* _Problems_:
[A] In the passage on bankers and blockchain, quote everything from "Good for him." down to "probity and tact.".
[B] In the passage on bankers and blockchain, which company is named as a top sponsor of Consensus?
======== Selected passage
Good for him. I have to say that Staley and Carney come off great in these hoaxes. They are perfect models of how to respond to inappropriate emails from your boss: Refuse to take the bait, try to smoothly shift the conversation into less awkward lines, but if he persists, be firm but respectful in shutting him down. Eventually the hoaxer will email a sexist joke to a bank CEO who'll reply "hahahaha good one, also I killed a man last night," but so far the bankers are 2 for 2 on probity and tact.
Blockchain blockchain blockchain.
“It’s no accident that I’m one of the few standing before you today from a large financial services company that hasn’t given up on digital currencies,” she said. “I am still a believer.”
Ehh I can't go an hour without getting a press release about some big bank joining, or starting, some blockchain consortium. Citigroup is a top sponsor of Consensus. I think it is fair to say that votes of confidence, or at least expressions of interest, from large financial services companies are pretty common, though that interest is mainly in blockchain technology, not bitcoin or other digital currencies.
================
======== Entries provided
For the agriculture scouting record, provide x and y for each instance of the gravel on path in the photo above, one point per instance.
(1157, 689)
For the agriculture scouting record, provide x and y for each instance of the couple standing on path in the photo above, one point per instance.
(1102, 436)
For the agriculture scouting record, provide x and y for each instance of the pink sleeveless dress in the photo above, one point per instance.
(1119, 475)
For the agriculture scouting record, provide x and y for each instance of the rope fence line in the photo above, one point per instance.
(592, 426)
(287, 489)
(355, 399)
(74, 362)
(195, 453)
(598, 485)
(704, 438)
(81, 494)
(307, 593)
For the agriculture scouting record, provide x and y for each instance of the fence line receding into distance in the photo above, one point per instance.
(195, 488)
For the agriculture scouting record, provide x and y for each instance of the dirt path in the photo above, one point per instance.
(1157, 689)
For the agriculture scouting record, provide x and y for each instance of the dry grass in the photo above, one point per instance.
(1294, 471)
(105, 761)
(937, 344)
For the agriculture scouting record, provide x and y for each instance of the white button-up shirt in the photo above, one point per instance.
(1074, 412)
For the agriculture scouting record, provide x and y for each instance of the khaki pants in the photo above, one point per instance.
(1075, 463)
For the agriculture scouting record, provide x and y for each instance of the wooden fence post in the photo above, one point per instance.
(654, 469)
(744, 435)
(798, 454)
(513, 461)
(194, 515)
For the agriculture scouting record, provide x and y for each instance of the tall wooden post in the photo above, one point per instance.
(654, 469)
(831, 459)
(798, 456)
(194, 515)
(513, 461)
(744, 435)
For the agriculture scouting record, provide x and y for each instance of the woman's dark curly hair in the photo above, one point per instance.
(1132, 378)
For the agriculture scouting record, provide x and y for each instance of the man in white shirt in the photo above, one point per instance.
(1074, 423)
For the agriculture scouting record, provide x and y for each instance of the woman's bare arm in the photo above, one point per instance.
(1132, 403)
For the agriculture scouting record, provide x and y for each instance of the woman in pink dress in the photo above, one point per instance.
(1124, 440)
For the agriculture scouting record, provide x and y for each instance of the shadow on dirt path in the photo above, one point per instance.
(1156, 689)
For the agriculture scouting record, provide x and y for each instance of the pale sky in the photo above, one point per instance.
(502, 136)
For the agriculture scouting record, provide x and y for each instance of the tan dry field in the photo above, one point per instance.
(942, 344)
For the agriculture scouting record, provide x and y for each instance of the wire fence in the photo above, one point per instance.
================
* _Exercise responses_:
[A]
Good for him. I have to say that Staley and Carney come off great in these hoaxes. They are perfect models of how to respond to inappropriate emails from your boss: Refuse to take the bait, try to smoothly shift the conversation into less awkward lines, but if he persists, be firm but respectful in shutting him down. Eventually the hoaxer will email a sexist joke to a bank CEO who'll reply "hahahaha good one, also I killed a man last night," but so far the bankers are 2 for 2 on probity and tact.

[B] Citigroup